Requirement:
I'd like the line containing "Where, specifically, does the white seashell" and each line that follows, through the last line of the material, set down exactly as they are, and no others.
+---+
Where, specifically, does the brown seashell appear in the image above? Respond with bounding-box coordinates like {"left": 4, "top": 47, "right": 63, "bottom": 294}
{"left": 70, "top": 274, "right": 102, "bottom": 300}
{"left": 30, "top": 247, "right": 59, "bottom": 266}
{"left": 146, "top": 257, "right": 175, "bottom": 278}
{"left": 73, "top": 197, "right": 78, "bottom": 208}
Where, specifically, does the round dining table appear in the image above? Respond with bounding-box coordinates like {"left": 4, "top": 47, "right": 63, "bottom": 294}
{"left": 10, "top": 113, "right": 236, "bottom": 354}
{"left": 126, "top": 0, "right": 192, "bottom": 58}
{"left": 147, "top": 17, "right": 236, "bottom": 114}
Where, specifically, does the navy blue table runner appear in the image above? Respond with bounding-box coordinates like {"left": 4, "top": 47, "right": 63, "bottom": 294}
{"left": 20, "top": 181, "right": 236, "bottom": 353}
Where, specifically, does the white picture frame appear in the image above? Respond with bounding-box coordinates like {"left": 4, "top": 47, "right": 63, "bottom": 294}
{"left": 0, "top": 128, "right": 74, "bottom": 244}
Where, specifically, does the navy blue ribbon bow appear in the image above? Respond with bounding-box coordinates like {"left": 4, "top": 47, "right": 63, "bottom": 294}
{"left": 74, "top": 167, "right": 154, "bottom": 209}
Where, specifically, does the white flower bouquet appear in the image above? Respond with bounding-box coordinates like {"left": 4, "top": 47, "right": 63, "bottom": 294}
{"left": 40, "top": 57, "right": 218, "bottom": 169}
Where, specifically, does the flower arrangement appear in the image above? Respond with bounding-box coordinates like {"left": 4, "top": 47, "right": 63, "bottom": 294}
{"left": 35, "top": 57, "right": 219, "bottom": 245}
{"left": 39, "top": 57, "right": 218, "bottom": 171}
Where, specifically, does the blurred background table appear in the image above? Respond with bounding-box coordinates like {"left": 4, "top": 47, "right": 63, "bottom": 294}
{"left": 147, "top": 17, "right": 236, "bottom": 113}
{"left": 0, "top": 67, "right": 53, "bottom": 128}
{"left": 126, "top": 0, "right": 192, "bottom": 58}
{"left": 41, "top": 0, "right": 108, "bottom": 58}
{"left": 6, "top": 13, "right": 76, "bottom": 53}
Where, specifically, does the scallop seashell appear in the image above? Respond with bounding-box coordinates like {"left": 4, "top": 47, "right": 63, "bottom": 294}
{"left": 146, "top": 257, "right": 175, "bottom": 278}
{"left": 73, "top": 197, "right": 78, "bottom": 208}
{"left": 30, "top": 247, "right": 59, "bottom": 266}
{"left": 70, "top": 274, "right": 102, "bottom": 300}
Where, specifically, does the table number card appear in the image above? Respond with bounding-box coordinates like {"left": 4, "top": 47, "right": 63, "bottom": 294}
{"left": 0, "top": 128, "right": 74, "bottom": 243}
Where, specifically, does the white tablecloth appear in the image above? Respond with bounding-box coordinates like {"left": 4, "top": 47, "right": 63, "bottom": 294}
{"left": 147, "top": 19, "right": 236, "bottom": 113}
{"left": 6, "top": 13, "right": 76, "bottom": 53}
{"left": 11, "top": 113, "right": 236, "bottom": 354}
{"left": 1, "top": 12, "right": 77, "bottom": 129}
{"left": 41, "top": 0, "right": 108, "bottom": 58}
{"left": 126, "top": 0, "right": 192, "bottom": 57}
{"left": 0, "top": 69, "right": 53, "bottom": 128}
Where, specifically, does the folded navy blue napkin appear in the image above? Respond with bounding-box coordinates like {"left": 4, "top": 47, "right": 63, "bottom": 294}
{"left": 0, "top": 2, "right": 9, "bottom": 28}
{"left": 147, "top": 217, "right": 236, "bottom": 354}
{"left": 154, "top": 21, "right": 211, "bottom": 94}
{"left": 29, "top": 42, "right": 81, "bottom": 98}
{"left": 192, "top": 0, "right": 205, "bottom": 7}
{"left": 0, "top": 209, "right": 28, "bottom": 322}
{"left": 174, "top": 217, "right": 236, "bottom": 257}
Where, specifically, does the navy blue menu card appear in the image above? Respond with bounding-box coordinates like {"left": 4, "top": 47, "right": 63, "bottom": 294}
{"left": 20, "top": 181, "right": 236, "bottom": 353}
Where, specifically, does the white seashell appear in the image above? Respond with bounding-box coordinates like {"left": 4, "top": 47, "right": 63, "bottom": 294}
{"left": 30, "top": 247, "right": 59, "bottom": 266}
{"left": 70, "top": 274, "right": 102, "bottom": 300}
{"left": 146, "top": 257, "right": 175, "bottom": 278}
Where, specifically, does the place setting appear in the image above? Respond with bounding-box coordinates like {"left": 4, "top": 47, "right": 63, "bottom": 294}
+---+
Response box:
Where, specifically, does the white seashell appear in the image above? Respond with bounding-box coordinates like {"left": 4, "top": 47, "right": 63, "bottom": 294}
{"left": 30, "top": 247, "right": 59, "bottom": 266}
{"left": 70, "top": 274, "right": 102, "bottom": 300}
{"left": 146, "top": 257, "right": 175, "bottom": 278}
Where, specifically, does the place setting appear in the image above? Respond with bounding-box coordinates like {"left": 4, "top": 47, "right": 63, "bottom": 294}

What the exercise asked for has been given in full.